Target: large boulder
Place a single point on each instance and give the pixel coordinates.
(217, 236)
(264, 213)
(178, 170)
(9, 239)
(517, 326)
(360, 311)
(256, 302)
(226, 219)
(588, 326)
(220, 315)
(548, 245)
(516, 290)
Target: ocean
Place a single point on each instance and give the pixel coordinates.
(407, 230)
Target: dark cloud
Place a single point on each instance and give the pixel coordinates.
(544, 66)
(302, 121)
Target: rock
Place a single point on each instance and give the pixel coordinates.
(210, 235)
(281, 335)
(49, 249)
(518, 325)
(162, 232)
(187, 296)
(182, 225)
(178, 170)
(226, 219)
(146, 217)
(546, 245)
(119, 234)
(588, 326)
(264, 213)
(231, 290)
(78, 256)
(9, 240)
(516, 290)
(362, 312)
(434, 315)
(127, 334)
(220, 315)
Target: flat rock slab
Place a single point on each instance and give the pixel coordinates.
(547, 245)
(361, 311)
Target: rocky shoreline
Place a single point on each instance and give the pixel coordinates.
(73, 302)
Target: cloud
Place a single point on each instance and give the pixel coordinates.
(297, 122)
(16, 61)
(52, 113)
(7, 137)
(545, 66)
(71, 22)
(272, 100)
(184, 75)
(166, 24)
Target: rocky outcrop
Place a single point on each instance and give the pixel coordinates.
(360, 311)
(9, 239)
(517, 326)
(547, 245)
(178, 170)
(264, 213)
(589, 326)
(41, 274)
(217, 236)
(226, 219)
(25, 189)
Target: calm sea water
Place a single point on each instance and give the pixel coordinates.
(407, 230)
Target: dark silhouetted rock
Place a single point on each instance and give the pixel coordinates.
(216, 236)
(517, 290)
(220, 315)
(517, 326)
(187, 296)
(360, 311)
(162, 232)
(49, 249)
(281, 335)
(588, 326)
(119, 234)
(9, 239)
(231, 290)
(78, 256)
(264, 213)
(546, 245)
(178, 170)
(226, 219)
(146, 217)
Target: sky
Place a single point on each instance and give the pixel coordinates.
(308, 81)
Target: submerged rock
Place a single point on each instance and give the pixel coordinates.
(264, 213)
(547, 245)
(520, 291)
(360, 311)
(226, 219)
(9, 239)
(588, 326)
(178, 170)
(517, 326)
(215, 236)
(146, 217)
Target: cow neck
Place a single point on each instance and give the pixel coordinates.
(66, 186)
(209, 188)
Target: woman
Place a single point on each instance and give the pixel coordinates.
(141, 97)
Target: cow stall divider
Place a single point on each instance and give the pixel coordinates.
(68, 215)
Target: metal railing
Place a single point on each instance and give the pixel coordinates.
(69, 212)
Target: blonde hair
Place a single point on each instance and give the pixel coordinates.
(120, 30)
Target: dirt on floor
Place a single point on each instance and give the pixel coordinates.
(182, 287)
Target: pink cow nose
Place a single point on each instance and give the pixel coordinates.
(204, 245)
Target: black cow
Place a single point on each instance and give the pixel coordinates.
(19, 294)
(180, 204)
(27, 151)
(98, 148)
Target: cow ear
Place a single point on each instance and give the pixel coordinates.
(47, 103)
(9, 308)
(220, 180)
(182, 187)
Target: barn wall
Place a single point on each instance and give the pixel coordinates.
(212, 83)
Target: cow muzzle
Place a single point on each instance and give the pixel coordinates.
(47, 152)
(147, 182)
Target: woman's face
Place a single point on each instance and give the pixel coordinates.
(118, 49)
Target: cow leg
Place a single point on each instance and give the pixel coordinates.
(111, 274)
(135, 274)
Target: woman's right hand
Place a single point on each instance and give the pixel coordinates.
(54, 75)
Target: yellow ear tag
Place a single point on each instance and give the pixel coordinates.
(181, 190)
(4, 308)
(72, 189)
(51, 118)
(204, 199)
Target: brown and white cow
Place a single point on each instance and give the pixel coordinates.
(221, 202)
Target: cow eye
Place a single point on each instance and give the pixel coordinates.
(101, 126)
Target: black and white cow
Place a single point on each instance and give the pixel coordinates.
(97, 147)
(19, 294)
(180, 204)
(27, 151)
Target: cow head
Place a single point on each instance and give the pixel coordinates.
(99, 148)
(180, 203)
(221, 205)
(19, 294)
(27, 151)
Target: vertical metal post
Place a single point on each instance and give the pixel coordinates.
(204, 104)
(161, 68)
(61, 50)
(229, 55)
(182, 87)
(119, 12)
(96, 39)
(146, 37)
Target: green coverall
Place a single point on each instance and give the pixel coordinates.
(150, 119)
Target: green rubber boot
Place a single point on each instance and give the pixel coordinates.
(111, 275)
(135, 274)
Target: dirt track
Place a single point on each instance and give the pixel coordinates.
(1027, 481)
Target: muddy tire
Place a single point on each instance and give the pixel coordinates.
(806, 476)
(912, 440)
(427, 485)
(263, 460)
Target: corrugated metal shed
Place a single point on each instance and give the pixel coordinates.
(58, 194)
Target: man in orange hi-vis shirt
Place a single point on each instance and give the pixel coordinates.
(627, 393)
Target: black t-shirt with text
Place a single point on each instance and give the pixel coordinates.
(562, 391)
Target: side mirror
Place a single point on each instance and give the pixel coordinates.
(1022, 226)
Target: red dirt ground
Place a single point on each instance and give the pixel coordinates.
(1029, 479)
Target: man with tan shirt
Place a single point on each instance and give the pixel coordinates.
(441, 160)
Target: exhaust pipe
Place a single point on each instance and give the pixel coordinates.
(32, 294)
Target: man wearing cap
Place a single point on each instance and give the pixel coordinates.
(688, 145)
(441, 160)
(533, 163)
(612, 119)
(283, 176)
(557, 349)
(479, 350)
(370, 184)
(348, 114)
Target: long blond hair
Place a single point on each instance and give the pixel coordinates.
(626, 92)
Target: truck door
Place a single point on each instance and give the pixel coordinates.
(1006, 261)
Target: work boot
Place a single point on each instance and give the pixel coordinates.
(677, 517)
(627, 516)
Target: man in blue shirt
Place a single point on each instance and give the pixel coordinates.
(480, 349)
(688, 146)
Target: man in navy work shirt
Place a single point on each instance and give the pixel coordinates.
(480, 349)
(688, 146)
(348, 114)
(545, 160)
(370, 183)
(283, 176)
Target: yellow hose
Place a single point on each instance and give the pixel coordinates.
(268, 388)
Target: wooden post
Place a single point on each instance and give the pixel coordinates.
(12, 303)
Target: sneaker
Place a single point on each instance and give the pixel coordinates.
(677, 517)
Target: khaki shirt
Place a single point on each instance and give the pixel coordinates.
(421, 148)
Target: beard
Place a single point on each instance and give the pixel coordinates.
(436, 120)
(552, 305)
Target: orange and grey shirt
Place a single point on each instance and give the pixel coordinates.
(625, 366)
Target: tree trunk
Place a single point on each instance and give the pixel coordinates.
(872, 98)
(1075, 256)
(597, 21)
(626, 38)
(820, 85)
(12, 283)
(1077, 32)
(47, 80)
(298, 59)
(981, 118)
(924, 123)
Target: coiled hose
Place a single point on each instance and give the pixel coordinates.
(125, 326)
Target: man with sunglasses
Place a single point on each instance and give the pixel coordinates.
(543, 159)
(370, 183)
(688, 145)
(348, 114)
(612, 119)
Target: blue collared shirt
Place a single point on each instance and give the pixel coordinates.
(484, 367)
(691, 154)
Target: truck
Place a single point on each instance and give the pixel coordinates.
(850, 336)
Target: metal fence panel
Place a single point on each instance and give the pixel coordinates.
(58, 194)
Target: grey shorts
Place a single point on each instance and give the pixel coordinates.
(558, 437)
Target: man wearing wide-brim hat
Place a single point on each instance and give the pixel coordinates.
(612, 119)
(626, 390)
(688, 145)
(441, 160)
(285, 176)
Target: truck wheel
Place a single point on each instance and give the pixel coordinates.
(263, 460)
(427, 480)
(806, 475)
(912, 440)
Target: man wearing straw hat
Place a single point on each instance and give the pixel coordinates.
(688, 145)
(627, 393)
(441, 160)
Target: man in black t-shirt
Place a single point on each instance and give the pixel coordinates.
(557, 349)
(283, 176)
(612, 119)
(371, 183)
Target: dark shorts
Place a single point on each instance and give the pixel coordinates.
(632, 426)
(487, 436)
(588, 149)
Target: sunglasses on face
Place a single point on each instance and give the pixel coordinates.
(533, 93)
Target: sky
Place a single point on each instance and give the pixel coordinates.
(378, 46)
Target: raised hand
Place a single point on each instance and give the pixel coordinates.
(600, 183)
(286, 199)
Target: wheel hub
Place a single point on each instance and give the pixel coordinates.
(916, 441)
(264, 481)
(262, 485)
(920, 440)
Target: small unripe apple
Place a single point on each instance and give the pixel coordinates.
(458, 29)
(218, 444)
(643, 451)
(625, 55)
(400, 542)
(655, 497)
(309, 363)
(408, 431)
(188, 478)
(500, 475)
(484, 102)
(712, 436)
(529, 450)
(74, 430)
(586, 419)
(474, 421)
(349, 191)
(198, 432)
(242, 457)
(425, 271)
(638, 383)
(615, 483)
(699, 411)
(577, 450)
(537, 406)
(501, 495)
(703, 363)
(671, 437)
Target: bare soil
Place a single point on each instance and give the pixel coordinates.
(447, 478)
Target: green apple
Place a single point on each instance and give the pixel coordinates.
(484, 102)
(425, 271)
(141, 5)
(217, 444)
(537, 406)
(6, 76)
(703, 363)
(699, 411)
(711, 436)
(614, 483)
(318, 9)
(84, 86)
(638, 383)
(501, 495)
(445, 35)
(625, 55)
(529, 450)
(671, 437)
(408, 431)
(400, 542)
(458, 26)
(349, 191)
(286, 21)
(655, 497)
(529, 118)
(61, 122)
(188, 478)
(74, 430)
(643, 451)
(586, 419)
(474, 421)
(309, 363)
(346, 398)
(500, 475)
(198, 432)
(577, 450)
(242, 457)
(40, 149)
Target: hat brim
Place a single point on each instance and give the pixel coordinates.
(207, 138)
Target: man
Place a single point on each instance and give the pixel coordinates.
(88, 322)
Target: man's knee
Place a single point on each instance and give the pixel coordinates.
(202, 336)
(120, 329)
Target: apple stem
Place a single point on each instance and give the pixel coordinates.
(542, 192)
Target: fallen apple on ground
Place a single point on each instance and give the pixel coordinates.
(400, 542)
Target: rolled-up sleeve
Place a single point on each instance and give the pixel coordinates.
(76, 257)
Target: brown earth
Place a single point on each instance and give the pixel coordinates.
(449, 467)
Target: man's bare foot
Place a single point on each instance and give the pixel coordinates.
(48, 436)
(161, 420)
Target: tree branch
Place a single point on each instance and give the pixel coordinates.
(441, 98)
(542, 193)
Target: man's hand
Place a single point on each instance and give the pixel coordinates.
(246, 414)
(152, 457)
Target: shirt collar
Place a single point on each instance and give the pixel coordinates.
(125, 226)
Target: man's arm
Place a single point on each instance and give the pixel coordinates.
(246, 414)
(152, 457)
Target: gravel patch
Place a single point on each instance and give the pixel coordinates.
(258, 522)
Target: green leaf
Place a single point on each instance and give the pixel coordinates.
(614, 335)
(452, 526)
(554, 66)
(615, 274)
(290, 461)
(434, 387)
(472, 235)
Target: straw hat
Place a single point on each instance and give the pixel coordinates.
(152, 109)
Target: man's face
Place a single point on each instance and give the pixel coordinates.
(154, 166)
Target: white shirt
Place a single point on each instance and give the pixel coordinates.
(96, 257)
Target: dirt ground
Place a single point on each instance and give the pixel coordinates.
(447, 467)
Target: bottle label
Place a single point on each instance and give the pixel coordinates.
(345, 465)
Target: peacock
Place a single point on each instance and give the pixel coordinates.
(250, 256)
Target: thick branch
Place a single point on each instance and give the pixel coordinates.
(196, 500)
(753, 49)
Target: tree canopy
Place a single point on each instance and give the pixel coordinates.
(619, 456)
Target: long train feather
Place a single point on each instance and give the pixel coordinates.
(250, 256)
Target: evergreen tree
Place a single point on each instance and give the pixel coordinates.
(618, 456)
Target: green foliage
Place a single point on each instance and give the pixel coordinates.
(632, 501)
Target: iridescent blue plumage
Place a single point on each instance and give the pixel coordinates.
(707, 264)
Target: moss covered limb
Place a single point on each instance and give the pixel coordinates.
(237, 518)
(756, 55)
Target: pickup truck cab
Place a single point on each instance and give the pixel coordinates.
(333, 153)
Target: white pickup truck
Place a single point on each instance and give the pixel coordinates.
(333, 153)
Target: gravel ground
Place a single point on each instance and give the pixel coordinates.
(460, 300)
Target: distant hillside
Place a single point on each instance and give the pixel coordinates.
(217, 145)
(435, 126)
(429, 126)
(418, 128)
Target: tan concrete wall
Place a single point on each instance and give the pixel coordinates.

» **Instruction**:
Can you reproduce, unchanged, the part of the data that opens with the line containing "Target: straw hat" and runs through the end of the data?

» **Complete response**:
Target: straw hat
Place a single point on each instance and give the pixel coordinates.
(152, 109)
Target: man's face
Place a single point on each instance and give the pixel coordinates.
(154, 166)
Target: white shirt
Place a single point on each instance and give the pixel coordinates.
(96, 257)
Target: dirt ground
Place a single point on each instance and give the pixel coordinates.
(447, 467)
Target: bottle label
Place a single point on each instance and give the pixel coordinates.
(345, 465)
Target: peacock
Place a single point on each instance and give the pixel coordinates.
(250, 256)
Target: thick branch
Place a single point on each instance and give the pixel coordinates.
(196, 500)
(753, 49)
Target: tree canopy
Place a single point on each instance and give the pixel coordinates.
(619, 456)
Target: long train feather
Place a single point on each instance and give the pixel coordinates.
(250, 256)
Target: evergreen tree
Place a single point on each instance and give the pixel coordinates.
(618, 456)
Target: green foliage
Place a single point on each instance and give the pixel coordinates.
(632, 501)
Target: iridescent blue plumage
Place a single point on each instance and give the pixel coordinates.
(707, 264)
Target: moss covered limb
Place a single point on each instance and give the pixel coordinates.
(237, 518)
(756, 55)
Target: pickup truck cab
Place a single point on each instance and give the pixel coordinates.
(333, 153)
Target: white pickup truck
Place a single point on each instance and give the pixel coordinates.
(333, 153)
Target: gravel ground
Place a single point on each instance and give the pixel coordinates.
(460, 300)
Target: distant hillside
Place a single point on each instance and give the pixel coordinates.
(217, 145)
(435, 126)
(429, 126)
(418, 128)
Target: tan concrete wall
Place a single point on each instance and give the pixel coordinates.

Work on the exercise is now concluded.